__Passage__.
Design choices and patterns for passing contextual runtime information.

D

Daniel Pitts

Hello fellow Engineers,

So, I'm working on a (hand written) English imperative statement
parser in Java, and I was thinking that eventually, I might need to
pass context to different nodes in the "parse tree". Having to parse
context information is an even more general problem than this parser,
so I was thinking about the best way(s) to approach this sub-problem.

I personally dislike the needless use of singleton, since often its
not truly required, and is often confused with the "locater" pattern.

The straight forward solution is to pass a context object to all
methods on all objects that need it. Some methods might only need it
in order to forward it to the other objects. This seems like a bit of
a waste to me, although it does keep it clear and explicit where the
context comes from.

The other alternative is to pass the context to the constructor of all
the classes involved, so that they have a reference to it at all
times. This is a slightly more useful approach, but many of my
parsing methods are "static", they return an object of the type that
matches the parsed text. Maybe that's the wrong approach (comments
welcome on *that* problem as well.

The third alternative is to use a ThreadLocal variable. This thread
local variable would be the context object. This is a little close to
a global variable, but it is thread-safe, and it seems like it would
be (if properly encapsulated) a cleaner approach.

__What this exercise asks__.
#1 In the forum post on passing runtime context, what does the writer name as the third alternative?
#2 Set down word for word the stretch of the post on passing runtime context that opens with "Daniel Pitts" and closes with "approach this sub-problem.".
#3 Carry the forum post on passing runtime context forward from its last sentence.

__Given material__.
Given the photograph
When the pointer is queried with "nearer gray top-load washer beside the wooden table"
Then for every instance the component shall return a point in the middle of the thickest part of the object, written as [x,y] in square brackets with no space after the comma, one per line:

__Responses__.
#1 Using a ThreadLocal variable as the context object.

#2
Daniel Pitts

Hello fellow Engineers,

So, I'm working on a (hand written) English imperative statement
parser in Java, and I was thinking that eventually, I might need to
pass context to different nodes in the "parse tree". Having to parse
context information is an even more general problem than this parser,
so I was thinking about the best way(s) to approach this sub-problem.

#3
I'm sure I'm going to get a lot of strong opinions on the right way to
do this, so I look forward to reading the reasoning behind those
opinions.

Thanks,
Daniel.

P.S.
x-posted to comp.lang.java.programmer, comp.software.patterns, and
comp.object.
follow-up to comp.lang.java.programmer.
 
H

H. S. Lahman

Responding to Pitts...
So, I'm working on a (hand written) English imperative statement
parser in Java, and I was thinking that eventually, I might need to
pass context to different nodes in the "parse tree". Having to parse
context information is an even more general problem than this parser,
so I was thinking about the best way(s) to approach this sub-problem.

I personally dislike the needless use of singleton, since often its
not truly required, and is often confused with the "locater" pattern.

I am not sure why Singleton would be needed here at all. Since English
isn't conveniently LALR(1) you will, indeed, need to capture context as
a statement is processed. But I would expect the life cycle of such an
object to be quite limited by the processing context (e.g., it is born
at the start of processing of a new statement and it dies at the end of
processing that statement). IOW, the natural flow of control of the
parsing enforces the scope of the object to one instance at a time.

[Because Java is a GC language, you might have to be careful to remove
all references to the object at the end of scope to avoid referential
integrity problems. But the point where that is necessary would be
defined by the processing.]
The straight forward solution is to pass a context object to all
methods on all objects that need it. Some methods might only need it
in order to forward it to the other objects. This seems like a bit of
a waste to me, although it does keep it clear and explicit where the
context comes from.

This is a very different thing. As a general rule passing object
references to methods is a poor OOA/D practice, especially when there
may be chains of such calls. It raises data integrity issues concerning
the timeliness of the data that make it more difficult to provide things
like thread safety. It is also the worst form of coupling.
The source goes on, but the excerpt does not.